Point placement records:
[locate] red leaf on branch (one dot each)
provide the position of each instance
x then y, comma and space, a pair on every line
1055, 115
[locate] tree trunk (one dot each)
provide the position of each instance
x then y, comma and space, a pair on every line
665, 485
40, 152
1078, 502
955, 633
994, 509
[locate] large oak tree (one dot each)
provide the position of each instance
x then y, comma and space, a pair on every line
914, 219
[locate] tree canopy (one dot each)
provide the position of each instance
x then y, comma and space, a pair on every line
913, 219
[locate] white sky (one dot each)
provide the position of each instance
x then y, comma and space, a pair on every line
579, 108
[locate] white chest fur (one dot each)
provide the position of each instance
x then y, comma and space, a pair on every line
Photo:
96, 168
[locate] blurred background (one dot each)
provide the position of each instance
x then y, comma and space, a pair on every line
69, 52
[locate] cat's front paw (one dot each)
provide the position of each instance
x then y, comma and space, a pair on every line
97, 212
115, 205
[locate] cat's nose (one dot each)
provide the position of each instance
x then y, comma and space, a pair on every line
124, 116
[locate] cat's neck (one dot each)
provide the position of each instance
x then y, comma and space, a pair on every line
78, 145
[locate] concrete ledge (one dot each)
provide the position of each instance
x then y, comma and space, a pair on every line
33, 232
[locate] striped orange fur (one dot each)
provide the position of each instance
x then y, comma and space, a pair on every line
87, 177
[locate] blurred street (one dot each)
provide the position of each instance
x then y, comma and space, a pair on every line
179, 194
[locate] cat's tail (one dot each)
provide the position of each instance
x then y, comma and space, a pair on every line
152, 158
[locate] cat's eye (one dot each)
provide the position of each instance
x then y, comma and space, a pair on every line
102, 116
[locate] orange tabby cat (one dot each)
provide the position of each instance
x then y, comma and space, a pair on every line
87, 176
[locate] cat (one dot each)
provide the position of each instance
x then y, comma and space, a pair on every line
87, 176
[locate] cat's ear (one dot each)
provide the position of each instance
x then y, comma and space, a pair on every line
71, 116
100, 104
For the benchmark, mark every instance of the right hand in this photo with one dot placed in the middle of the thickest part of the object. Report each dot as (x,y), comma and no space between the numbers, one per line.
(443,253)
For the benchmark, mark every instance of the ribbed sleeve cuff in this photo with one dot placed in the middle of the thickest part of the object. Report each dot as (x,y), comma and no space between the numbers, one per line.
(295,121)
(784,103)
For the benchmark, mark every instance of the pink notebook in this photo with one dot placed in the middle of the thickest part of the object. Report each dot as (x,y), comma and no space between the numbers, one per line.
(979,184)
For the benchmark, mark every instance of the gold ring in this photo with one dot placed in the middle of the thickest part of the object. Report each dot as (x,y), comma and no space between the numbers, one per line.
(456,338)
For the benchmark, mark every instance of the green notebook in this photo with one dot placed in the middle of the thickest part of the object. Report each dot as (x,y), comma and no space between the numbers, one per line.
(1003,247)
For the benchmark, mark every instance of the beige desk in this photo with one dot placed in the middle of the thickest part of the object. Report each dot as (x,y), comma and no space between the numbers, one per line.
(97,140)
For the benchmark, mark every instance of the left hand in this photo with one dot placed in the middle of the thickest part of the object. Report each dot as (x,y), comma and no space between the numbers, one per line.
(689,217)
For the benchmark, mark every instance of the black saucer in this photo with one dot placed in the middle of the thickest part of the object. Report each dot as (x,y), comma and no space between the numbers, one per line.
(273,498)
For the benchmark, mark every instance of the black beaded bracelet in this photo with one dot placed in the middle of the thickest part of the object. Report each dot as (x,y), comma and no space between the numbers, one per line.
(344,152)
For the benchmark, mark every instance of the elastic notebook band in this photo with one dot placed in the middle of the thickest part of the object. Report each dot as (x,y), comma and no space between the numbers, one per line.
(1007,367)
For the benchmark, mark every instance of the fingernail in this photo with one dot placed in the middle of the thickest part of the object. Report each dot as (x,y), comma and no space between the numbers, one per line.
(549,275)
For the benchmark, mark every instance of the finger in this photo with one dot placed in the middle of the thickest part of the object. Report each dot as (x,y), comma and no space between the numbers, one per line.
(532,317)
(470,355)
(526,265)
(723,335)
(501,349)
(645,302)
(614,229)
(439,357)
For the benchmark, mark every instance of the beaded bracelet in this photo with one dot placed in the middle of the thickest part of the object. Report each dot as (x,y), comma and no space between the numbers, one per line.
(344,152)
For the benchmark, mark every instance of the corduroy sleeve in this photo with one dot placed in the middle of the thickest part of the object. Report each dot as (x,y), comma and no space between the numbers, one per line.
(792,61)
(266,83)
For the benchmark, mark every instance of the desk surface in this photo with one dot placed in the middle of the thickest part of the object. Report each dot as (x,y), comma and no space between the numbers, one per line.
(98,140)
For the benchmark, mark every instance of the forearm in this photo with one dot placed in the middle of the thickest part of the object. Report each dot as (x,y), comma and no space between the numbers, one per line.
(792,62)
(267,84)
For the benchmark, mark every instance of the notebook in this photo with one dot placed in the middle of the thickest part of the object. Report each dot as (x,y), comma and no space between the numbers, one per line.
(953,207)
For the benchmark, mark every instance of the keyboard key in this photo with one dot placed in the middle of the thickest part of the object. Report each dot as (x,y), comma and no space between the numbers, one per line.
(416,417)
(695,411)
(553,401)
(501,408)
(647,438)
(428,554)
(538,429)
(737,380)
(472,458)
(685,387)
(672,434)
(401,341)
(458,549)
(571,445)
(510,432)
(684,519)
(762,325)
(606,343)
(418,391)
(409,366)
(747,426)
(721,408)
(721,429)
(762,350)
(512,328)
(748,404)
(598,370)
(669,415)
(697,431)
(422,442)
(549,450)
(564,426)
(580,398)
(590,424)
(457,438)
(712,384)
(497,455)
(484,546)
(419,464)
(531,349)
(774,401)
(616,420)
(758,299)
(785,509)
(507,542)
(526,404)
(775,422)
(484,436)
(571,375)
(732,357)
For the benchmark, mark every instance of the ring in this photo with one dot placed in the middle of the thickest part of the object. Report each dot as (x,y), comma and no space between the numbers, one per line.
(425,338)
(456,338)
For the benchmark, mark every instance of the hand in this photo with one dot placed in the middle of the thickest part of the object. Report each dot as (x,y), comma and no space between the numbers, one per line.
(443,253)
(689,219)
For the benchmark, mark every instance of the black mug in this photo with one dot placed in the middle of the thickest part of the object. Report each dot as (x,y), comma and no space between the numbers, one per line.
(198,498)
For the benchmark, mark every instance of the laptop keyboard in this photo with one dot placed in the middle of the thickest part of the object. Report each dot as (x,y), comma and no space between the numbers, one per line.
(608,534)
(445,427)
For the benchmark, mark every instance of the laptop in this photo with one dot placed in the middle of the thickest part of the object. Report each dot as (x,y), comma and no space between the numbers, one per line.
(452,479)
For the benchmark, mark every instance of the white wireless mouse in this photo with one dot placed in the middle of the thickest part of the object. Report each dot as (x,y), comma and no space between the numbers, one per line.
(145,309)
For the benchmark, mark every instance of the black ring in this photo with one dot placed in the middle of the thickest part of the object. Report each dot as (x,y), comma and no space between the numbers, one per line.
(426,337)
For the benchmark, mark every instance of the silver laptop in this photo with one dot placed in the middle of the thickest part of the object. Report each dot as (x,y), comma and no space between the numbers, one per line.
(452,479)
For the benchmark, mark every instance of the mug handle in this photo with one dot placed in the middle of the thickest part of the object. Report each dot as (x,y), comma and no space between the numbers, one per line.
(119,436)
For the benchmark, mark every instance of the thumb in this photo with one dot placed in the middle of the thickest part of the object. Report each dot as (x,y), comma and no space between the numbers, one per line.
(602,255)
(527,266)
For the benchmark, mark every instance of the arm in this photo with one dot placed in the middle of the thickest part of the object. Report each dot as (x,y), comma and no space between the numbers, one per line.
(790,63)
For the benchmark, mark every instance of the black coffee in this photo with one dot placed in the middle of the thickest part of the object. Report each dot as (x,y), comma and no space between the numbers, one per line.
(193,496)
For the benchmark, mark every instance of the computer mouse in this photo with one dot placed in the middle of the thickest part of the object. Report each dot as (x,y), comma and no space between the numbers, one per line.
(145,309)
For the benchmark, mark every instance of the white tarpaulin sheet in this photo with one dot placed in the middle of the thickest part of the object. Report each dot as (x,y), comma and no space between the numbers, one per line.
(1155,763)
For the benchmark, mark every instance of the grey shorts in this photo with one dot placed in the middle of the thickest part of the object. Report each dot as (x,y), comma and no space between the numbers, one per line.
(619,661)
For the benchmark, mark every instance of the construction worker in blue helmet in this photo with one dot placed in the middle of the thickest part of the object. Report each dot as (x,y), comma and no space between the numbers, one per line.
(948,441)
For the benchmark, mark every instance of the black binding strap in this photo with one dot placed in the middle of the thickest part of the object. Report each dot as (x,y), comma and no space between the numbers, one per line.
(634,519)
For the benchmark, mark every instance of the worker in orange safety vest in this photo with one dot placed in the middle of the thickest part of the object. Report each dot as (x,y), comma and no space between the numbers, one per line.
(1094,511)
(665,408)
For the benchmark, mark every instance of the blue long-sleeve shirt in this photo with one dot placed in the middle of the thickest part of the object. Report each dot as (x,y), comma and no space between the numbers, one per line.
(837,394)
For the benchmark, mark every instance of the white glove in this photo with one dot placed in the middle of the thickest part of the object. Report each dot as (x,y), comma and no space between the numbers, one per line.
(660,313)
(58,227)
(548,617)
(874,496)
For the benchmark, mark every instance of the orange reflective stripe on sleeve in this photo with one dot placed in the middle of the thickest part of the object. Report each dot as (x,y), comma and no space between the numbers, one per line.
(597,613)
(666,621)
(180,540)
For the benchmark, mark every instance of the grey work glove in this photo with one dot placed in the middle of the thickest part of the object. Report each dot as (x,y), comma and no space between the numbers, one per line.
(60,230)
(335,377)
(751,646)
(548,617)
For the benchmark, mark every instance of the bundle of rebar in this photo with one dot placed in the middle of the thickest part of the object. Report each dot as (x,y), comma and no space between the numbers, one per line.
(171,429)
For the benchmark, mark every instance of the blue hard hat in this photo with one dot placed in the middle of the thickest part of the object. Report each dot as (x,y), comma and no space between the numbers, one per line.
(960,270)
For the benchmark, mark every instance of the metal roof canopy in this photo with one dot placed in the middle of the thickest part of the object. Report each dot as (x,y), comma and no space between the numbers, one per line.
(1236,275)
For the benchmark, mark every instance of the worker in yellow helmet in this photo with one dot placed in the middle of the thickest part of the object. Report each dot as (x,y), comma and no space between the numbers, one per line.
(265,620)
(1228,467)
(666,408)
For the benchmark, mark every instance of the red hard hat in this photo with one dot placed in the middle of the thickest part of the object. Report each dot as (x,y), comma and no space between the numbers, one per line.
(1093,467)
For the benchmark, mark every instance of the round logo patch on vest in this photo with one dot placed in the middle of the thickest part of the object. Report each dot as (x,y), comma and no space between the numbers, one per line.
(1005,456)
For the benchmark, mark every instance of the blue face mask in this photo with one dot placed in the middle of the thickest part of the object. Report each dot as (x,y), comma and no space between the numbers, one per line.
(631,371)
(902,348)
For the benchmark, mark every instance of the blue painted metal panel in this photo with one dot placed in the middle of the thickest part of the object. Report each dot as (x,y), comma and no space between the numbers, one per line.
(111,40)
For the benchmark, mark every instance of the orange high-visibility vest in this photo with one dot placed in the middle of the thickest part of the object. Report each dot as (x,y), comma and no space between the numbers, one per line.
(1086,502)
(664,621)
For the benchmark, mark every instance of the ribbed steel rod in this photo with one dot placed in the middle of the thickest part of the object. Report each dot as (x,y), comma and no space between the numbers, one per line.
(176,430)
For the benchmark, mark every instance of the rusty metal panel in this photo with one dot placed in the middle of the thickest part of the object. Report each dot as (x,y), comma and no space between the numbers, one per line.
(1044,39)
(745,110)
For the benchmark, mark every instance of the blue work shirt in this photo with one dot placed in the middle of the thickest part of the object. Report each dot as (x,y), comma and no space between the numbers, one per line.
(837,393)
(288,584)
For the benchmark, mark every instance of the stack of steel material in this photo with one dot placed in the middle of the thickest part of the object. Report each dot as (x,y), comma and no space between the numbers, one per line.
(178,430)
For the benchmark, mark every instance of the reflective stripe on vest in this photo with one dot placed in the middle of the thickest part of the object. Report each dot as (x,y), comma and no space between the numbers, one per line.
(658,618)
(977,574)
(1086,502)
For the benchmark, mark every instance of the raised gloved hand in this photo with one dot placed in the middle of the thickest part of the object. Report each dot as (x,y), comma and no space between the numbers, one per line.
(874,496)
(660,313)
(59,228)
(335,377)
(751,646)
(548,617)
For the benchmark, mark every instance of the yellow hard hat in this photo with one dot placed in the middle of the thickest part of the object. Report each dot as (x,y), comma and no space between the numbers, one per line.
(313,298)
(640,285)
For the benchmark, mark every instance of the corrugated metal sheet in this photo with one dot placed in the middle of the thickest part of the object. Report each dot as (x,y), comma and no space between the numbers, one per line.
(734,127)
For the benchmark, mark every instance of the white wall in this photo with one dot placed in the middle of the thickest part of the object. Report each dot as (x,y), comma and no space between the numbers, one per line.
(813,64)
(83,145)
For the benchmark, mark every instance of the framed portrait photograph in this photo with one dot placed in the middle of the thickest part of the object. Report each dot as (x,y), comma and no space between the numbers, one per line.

== Aim ==
All lines from the line containing "For the benchmark, mark every instance of the blue work" through the end of the listing above are to be duplicated exactly; include both ends and nothing further.

== Answer ==
For the benchmark, mark every instance of the blue work shirt in this photo with one dot placed in the middle of the thickest part of the object. Report each dot as (x,y), comma and no space between the numbers, one per line.
(837,393)
(288,584)
For the benchmark, mark every instance of the stack of steel material in this photo with one dot placed in the middle of the thickest part of the object. Report each dot as (x,y), comma and no space between the numbers, one per line.
(178,430)
For the benchmark, mark every instance of the reflective stripe on vest in this photo with one dot placed in the middle of the thickest part of the object. Report each dot as (x,y), comma and no space between the numbers, one per line.
(658,618)
(977,574)
(1086,502)
For the benchmark, mark every instance of the raised gloved hand in this photo with one dot placed in the middle of the thickest part of the object. Report each dot as (x,y), comma and no space between the numbers, one per line.
(874,496)
(660,313)
(59,228)
(335,377)
(751,646)
(548,617)
For the benchmark, mark every instance of the yellow hard hat in this photo with one dot placed in the middle of the thickest part of the object. Report each dot as (x,y), comma and no space between the numbers, one per line.
(313,298)
(640,285)
For the benchmark, mark every instance of the corrugated metal sheet in this photo with one dot placed in the middle of the thickest part of the object. Report each dot as (x,y), comma and no space between the numbers, one per line.
(734,127)
For the benchmark, mark every instance of the white wall in this photo with one dot placed in the middle of the thickest part of the object. Report each dot as (x,y), comma and no space between the numbers, one per line.
(813,64)
(83,145)
For the benchmark, mark every instance of the framed portrait photograph in this photo with one dot placed in the middle of the thickest part of the object. Report each dot as (x,y), comma and no space between the numbers, one per line.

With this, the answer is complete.